PROBLEM REQUIREMENTS:
Of all the lines below, return only those starting with the line holding "[tag] concrete pillar" and going on through the line holding "[tag] dog's nose", exactly as written.

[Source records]
+ + + +
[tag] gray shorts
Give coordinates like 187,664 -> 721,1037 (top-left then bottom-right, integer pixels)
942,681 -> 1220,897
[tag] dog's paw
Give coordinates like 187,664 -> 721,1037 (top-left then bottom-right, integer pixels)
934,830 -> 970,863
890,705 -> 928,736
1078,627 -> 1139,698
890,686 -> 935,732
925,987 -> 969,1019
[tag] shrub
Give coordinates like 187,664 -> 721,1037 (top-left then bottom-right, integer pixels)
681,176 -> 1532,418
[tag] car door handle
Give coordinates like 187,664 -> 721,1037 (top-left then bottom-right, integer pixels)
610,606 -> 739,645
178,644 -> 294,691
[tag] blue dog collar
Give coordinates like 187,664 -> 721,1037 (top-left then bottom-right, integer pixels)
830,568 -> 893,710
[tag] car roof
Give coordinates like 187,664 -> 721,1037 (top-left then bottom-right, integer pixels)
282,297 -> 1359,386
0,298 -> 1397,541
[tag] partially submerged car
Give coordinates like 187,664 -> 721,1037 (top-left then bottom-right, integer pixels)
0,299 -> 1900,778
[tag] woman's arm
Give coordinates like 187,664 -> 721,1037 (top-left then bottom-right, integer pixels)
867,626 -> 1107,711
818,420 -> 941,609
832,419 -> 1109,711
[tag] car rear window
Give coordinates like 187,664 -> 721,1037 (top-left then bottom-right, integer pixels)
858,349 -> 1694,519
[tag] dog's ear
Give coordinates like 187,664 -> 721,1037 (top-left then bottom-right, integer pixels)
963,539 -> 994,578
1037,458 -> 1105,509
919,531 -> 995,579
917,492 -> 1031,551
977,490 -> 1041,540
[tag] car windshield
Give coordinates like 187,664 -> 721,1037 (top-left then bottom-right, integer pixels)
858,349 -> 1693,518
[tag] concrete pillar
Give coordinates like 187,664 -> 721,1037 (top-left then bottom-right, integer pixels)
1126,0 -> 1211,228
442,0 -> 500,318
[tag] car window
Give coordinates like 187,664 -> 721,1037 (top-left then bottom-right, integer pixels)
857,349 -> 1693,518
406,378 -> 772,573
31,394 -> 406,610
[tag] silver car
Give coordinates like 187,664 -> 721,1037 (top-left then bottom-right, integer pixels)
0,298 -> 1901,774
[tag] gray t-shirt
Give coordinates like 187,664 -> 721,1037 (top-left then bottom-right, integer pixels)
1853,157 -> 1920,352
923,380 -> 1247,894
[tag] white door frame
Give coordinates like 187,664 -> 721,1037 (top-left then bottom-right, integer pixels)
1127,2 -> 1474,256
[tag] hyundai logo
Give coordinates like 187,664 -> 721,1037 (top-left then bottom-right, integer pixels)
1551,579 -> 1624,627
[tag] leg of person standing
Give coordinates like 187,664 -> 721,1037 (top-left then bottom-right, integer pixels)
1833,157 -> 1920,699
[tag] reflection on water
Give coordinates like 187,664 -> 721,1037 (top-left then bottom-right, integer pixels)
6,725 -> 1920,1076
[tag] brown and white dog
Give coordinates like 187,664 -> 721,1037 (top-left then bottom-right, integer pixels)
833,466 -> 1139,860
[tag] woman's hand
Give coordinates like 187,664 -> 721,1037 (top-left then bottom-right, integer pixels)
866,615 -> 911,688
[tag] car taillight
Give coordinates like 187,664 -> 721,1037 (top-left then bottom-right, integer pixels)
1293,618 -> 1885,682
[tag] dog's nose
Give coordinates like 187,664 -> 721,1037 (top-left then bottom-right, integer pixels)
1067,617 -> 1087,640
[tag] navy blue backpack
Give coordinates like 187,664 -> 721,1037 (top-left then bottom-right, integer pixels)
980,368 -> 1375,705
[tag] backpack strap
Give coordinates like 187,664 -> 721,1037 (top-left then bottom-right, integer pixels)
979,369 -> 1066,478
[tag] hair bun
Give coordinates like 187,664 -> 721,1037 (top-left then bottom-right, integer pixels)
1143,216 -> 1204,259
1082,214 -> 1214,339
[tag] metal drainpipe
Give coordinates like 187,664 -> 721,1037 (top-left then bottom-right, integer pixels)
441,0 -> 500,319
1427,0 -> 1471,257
+ + + +
SOLUTION:
[tag] concrete pillar
Give coordinates like 187,664 -> 721,1037 (top-left then bottom-right, integer pixels)
1126,0 -> 1211,228
442,0 -> 500,318
[tag] car window
Give coordinates like 187,664 -> 721,1037 (top-left then bottom-right, integer pixels)
857,349 -> 1693,518
406,378 -> 772,573
31,394 -> 406,610
[tag] silver car
Give coordinates like 187,664 -> 721,1037 (top-left then bottom-right, integer pixels)
0,298 -> 1901,774
[tag] gray t-shirt
Give coordinates like 187,664 -> 721,1037 (top-left then bottom-right, integer pixels)
1853,157 -> 1920,352
923,380 -> 1247,894
[tag] white door frame
Give coordinates like 187,664 -> 721,1037 (top-left then bottom-right, integer pixels)
1127,2 -> 1474,256
[tag] hyundai logo
Give coordinates like 187,664 -> 721,1037 (top-left then bottom-right, integer pixels)
1551,579 -> 1624,627
[tag] leg of person standing
Give coordinates like 187,664 -> 721,1037 (top-left then bottom-right, integer pixels)
1833,157 -> 1920,699
[tag] reflection on water
Give coordinates like 187,664 -> 721,1037 (top-left then bottom-right, integer pixels)
6,725 -> 1920,1076
[tag] brown and white dog
Give coordinates like 187,664 -> 721,1037 (top-left then bottom-right, integer pixels)
833,466 -> 1139,860
[tag] woman's hand
Give coordinates like 187,664 -> 721,1037 (top-left then bottom-right, integer pixels)
866,615 -> 911,688
[tag] car taillight
Give coordinates like 187,664 -> 721,1037 (top-left then bottom-right, integer pixels)
1293,618 -> 1885,682
[tag] dog's nose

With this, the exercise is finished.